═════ Source material ═════

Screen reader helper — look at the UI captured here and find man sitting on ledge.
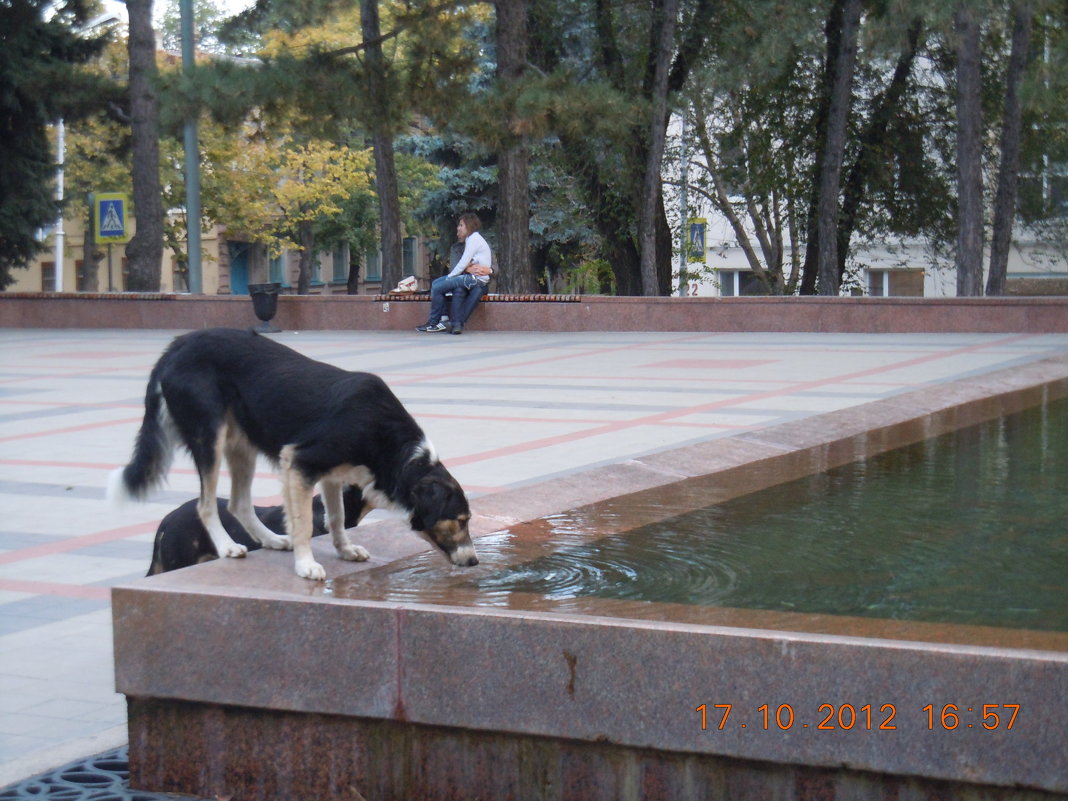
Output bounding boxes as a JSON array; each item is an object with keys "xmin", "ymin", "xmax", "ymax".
[{"xmin": 417, "ymin": 212, "xmax": 493, "ymax": 335}]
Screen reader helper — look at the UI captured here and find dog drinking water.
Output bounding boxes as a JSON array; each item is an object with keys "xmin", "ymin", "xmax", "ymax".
[{"xmin": 110, "ymin": 327, "xmax": 477, "ymax": 580}]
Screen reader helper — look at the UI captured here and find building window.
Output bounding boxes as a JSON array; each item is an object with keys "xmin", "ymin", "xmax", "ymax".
[
  {"xmin": 41, "ymin": 262, "xmax": 55, "ymax": 292},
  {"xmin": 719, "ymin": 270, "xmax": 737, "ymax": 296},
  {"xmin": 403, "ymin": 236, "xmax": 416, "ymax": 276},
  {"xmin": 889, "ymin": 269, "xmax": 925, "ymax": 296},
  {"xmin": 365, "ymin": 250, "xmax": 382, "ymax": 282},
  {"xmin": 332, "ymin": 245, "xmax": 348, "ymax": 283},
  {"xmin": 868, "ymin": 270, "xmax": 889, "ymax": 297},
  {"xmin": 173, "ymin": 258, "xmax": 189, "ymax": 292},
  {"xmin": 1049, "ymin": 172, "xmax": 1068, "ymax": 218},
  {"xmin": 718, "ymin": 270, "xmax": 766, "ymax": 296},
  {"xmin": 269, "ymin": 253, "xmax": 286, "ymax": 285}
]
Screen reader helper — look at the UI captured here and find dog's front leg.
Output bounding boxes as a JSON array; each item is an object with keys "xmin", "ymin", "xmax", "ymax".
[
  {"xmin": 280, "ymin": 448, "xmax": 323, "ymax": 580},
  {"xmin": 321, "ymin": 480, "xmax": 369, "ymax": 562},
  {"xmin": 197, "ymin": 497, "xmax": 247, "ymax": 559}
]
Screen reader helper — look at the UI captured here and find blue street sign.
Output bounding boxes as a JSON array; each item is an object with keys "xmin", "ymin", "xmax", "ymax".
[{"xmin": 94, "ymin": 193, "xmax": 130, "ymax": 244}]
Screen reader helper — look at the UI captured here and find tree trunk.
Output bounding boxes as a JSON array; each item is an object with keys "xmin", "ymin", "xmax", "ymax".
[
  {"xmin": 347, "ymin": 253, "xmax": 360, "ymax": 294},
  {"xmin": 639, "ymin": 0, "xmax": 679, "ymax": 296},
  {"xmin": 373, "ymin": 131, "xmax": 403, "ymax": 290},
  {"xmin": 362, "ymin": 0, "xmax": 403, "ymax": 291},
  {"xmin": 836, "ymin": 17, "xmax": 924, "ymax": 287},
  {"xmin": 654, "ymin": 186, "xmax": 674, "ymax": 293},
  {"xmin": 296, "ymin": 218, "xmax": 314, "ymax": 294},
  {"xmin": 124, "ymin": 0, "xmax": 163, "ymax": 291},
  {"xmin": 799, "ymin": 0, "xmax": 858, "ymax": 295},
  {"xmin": 955, "ymin": 1, "xmax": 984, "ymax": 297},
  {"xmin": 496, "ymin": 0, "xmax": 535, "ymax": 292},
  {"xmin": 815, "ymin": 0, "xmax": 861, "ymax": 296},
  {"xmin": 81, "ymin": 223, "xmax": 101, "ymax": 292},
  {"xmin": 497, "ymin": 144, "xmax": 533, "ymax": 291},
  {"xmin": 559, "ymin": 136, "xmax": 643, "ymax": 294},
  {"xmin": 694, "ymin": 112, "xmax": 784, "ymax": 292},
  {"xmin": 606, "ymin": 238, "xmax": 643, "ymax": 295},
  {"xmin": 987, "ymin": 0, "xmax": 1033, "ymax": 296}
]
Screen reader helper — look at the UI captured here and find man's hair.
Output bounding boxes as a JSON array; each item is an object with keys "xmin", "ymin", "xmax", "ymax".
[{"xmin": 459, "ymin": 212, "xmax": 481, "ymax": 232}]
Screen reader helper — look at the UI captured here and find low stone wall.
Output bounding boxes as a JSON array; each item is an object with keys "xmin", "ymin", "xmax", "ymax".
[{"xmin": 3, "ymin": 291, "xmax": 1068, "ymax": 332}]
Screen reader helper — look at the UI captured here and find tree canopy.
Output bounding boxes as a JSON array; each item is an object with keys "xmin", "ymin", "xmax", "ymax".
[
  {"xmin": 7, "ymin": 0, "xmax": 1068, "ymax": 296},
  {"xmin": 0, "ymin": 0, "xmax": 113, "ymax": 287}
]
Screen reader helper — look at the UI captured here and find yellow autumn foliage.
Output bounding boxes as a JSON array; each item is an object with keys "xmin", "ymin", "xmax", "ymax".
[{"xmin": 201, "ymin": 130, "xmax": 375, "ymax": 255}]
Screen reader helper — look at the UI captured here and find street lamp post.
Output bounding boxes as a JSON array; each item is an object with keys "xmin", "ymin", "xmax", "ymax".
[
  {"xmin": 180, "ymin": 0, "xmax": 203, "ymax": 293},
  {"xmin": 54, "ymin": 119, "xmax": 65, "ymax": 291},
  {"xmin": 52, "ymin": 14, "xmax": 119, "ymax": 293},
  {"xmin": 678, "ymin": 114, "xmax": 689, "ymax": 297}
]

═════

Each line that includes the word "street" counts once; report how many such lines the entries have, and nothing else.

### Solved exercise:
2